▶ _WORK TO BE COMPLETED_
In the records below, the line containing "Target: bird sculpture beak" marks the start. Copy that line and everything after it exactly, through the last line.
DATA PROVIDED START
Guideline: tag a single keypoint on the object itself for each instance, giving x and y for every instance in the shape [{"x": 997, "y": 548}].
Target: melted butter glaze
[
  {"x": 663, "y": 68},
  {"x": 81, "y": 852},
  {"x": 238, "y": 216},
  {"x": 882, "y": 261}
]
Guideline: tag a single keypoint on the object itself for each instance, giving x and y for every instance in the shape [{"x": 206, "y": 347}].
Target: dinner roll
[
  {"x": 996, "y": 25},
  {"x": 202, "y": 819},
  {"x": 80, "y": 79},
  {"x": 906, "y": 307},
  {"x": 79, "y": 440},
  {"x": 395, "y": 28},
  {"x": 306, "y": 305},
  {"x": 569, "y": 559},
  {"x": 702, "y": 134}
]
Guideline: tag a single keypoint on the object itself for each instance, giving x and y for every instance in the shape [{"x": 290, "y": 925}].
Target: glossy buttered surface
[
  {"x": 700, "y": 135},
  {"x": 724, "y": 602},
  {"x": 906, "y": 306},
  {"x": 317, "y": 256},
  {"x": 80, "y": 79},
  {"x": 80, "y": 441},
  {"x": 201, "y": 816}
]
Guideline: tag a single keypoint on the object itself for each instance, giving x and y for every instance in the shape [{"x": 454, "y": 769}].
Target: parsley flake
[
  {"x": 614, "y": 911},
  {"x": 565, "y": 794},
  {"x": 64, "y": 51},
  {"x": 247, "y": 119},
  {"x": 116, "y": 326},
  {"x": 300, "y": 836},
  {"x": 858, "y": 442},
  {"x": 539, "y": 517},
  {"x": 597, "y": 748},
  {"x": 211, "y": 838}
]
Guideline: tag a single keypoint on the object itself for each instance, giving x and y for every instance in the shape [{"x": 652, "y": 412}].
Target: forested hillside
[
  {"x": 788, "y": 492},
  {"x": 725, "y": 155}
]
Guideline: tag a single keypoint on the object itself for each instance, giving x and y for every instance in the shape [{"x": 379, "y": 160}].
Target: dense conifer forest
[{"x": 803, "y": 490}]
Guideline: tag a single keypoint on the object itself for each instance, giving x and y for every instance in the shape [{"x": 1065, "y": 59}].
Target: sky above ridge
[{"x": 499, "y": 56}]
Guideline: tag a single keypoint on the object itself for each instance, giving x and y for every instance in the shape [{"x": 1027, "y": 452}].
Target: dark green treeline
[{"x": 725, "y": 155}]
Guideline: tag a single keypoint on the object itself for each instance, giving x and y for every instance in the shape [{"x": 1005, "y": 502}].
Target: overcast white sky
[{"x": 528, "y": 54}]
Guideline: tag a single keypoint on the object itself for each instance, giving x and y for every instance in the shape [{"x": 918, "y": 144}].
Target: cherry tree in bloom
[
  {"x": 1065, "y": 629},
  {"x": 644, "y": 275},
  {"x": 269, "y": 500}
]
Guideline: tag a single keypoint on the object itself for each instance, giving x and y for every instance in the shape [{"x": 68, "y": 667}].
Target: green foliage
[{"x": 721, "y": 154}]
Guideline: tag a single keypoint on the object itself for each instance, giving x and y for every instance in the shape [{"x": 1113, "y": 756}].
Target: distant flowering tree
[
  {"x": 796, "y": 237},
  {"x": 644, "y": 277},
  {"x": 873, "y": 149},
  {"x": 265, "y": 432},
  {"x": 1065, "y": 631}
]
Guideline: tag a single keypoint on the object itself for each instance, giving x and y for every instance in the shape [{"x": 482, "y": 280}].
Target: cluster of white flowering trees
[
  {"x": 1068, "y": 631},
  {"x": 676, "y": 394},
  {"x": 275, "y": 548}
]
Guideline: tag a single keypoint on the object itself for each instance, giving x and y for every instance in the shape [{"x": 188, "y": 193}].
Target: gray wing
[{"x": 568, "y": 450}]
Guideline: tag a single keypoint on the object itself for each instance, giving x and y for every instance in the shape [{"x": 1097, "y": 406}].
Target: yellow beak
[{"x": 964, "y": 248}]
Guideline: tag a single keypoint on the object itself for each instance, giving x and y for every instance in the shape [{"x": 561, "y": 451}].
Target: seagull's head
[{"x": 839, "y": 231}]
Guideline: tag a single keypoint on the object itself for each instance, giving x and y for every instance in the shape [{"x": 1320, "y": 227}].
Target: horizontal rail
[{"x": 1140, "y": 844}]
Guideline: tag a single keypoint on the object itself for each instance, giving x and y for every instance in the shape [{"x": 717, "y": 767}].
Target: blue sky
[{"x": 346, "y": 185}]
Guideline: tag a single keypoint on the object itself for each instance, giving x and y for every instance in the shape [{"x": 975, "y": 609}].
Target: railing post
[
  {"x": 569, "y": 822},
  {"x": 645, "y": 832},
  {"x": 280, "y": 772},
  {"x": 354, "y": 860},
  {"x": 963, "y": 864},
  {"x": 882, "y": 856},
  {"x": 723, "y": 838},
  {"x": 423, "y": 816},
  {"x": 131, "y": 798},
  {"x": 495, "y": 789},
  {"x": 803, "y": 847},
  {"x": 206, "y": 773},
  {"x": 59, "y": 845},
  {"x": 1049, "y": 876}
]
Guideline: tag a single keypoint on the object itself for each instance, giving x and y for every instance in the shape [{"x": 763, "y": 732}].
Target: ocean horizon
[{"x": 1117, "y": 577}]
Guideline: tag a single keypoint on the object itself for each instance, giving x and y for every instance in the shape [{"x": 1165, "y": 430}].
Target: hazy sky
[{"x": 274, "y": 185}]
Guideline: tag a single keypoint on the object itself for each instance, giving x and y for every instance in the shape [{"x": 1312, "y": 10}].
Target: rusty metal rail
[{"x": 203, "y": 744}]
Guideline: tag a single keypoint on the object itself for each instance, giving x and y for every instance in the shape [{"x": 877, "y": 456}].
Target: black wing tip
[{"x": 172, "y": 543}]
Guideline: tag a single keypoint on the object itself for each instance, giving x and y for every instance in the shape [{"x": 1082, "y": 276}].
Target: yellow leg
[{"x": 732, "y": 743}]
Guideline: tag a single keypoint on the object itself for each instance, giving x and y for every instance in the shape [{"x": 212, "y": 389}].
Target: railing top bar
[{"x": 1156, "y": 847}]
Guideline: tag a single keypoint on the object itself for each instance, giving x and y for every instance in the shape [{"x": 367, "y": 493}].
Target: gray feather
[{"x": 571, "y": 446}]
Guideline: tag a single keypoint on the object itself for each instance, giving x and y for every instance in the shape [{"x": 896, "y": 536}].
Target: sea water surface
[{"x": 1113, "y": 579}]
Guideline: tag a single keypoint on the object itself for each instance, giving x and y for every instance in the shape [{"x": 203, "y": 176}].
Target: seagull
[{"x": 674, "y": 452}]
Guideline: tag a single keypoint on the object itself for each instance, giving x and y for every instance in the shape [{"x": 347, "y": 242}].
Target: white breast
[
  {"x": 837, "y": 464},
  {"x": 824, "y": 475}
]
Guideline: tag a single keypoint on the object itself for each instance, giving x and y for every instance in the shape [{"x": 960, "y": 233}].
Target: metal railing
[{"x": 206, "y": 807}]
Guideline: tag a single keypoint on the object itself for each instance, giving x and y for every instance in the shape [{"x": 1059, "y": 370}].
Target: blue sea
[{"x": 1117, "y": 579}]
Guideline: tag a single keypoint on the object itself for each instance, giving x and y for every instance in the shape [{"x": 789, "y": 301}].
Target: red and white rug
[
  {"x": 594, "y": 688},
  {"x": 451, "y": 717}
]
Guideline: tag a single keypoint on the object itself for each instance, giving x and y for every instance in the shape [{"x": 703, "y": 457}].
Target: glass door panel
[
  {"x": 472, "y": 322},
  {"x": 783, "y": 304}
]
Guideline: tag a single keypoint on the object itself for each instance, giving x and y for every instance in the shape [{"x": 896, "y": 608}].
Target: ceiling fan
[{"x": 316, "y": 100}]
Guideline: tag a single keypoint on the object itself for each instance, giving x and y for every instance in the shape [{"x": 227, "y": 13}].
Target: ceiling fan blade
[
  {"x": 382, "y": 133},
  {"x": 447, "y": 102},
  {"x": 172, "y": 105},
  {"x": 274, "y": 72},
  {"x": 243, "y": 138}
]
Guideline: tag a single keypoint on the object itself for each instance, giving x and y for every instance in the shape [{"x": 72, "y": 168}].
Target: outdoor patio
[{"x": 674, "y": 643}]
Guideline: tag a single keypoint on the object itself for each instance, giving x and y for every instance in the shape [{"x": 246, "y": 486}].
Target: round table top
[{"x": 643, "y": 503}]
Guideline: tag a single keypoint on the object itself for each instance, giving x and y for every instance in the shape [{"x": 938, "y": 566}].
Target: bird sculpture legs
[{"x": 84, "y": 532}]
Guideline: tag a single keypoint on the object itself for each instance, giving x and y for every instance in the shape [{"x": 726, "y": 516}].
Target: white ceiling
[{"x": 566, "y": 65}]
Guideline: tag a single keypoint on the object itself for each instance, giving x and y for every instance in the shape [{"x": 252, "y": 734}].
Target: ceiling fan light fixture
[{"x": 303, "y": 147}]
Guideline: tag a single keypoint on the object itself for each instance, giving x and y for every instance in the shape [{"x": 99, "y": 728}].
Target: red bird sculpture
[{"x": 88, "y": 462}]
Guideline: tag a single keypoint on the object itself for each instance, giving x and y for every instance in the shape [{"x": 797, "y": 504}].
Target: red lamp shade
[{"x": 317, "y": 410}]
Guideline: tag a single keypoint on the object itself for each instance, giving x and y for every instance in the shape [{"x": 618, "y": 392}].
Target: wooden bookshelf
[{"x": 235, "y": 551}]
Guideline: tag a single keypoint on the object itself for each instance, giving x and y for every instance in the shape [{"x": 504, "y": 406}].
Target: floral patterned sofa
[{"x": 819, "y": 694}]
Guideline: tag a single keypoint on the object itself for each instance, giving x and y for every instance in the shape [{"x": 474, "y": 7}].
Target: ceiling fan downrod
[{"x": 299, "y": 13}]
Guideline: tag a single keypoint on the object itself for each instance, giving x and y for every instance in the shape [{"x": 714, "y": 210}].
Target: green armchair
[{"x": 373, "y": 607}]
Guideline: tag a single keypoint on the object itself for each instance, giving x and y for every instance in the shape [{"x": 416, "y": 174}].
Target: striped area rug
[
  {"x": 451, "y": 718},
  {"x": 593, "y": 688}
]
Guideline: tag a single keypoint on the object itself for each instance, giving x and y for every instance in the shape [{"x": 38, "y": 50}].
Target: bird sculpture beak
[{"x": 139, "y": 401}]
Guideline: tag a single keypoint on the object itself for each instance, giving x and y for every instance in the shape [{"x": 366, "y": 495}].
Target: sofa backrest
DATA PROVIDED END
▶ _ANSWER BOX_
Target: bird sculpture beak
[{"x": 139, "y": 401}]
Guideline: tag a single keypoint on the object itself for each instance, giving x and y for every instance in the shape [{"x": 366, "y": 495}].
Target: sofa backrest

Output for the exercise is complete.